--- Start ---
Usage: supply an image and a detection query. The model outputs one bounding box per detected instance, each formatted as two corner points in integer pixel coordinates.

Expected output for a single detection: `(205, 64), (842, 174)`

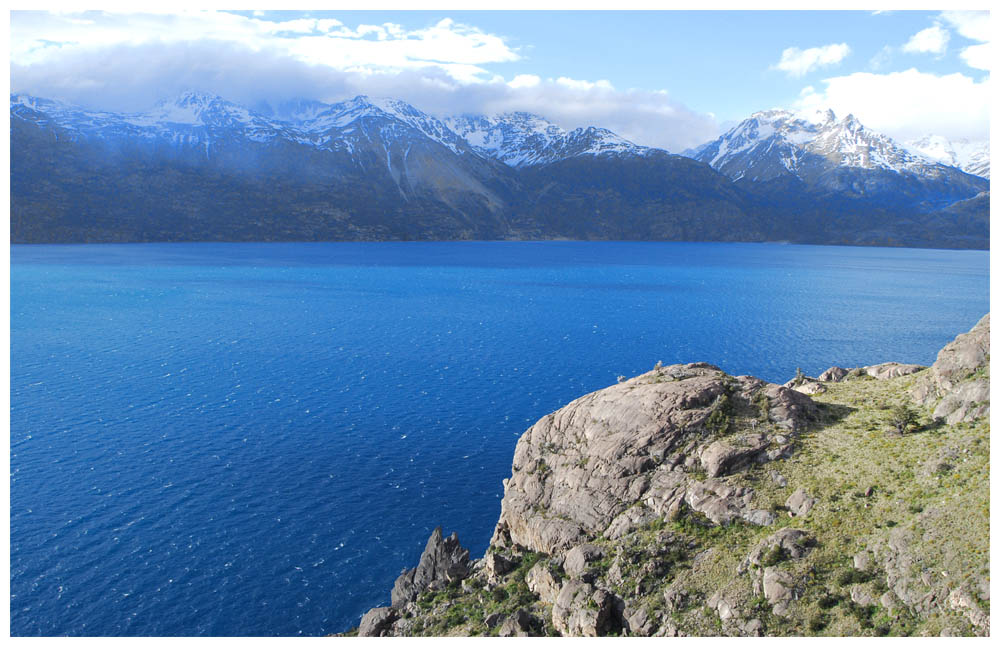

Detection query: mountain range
(10, 92), (989, 248)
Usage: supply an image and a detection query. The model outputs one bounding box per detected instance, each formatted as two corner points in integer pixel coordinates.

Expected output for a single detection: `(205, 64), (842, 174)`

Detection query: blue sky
(11, 11), (991, 150)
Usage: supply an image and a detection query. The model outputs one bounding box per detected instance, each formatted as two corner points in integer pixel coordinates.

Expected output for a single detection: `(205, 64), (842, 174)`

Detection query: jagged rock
(851, 584), (875, 607)
(743, 618), (764, 636)
(391, 526), (470, 609)
(563, 544), (604, 579)
(785, 488), (818, 517)
(699, 434), (771, 478)
(910, 314), (990, 424)
(761, 566), (799, 616)
(816, 366), (847, 382)
(623, 607), (656, 636)
(494, 364), (816, 554)
(524, 563), (560, 604)
(483, 551), (515, 581)
(498, 609), (535, 638)
(737, 528), (813, 573)
(663, 584), (688, 611)
(934, 380), (990, 424)
(948, 587), (990, 635)
(862, 362), (927, 380)
(358, 607), (398, 637)
(706, 591), (736, 622)
(552, 580), (615, 636)
(789, 377), (826, 395)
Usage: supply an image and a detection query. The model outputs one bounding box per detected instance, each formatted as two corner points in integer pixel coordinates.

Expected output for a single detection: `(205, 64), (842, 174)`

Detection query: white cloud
(960, 43), (993, 72)
(772, 43), (851, 77)
(903, 25), (951, 55)
(11, 27), (719, 152)
(941, 11), (993, 71)
(941, 11), (991, 43)
(10, 11), (520, 81)
(796, 68), (990, 141)
(507, 74), (542, 88)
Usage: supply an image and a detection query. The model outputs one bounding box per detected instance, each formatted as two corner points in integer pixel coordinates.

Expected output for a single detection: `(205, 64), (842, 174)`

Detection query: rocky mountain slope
(905, 135), (990, 180)
(351, 315), (990, 636)
(693, 110), (989, 210)
(446, 112), (648, 167)
(10, 92), (989, 248)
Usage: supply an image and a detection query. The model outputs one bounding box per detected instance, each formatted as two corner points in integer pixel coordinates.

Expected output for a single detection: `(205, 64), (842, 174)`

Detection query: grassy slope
(388, 376), (989, 635)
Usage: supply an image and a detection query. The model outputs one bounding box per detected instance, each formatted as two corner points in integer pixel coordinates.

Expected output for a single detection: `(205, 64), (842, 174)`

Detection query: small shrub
(889, 402), (917, 434)
(836, 568), (872, 586)
(819, 593), (840, 609)
(760, 544), (788, 566)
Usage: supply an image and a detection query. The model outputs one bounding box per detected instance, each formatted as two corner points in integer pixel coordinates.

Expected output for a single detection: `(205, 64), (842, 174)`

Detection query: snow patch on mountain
(904, 135), (990, 179)
(445, 112), (652, 168)
(692, 109), (968, 180)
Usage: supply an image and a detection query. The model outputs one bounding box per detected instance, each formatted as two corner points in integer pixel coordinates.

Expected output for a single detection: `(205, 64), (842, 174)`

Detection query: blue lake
(10, 242), (989, 636)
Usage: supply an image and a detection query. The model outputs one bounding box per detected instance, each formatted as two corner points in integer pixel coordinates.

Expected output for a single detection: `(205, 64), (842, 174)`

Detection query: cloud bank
(774, 43), (851, 77)
(796, 68), (990, 141)
(11, 12), (718, 151)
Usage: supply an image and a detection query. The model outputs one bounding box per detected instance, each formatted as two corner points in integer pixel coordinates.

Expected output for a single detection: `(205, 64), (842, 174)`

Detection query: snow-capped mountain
(905, 135), (990, 180)
(446, 112), (650, 168)
(694, 110), (989, 211)
(11, 91), (654, 168)
(694, 110), (941, 181)
(10, 92), (989, 247)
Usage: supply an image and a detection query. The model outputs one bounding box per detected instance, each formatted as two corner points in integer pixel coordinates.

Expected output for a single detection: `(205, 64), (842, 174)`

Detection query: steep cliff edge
(348, 315), (990, 636)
--- End ---
- **Job**
Gather each line of the entries above that contains the word "snow", and copy every such line in full.

- **Finished exercise**
Detection query: snow patch on mountain
Detection query: snow-capped mountain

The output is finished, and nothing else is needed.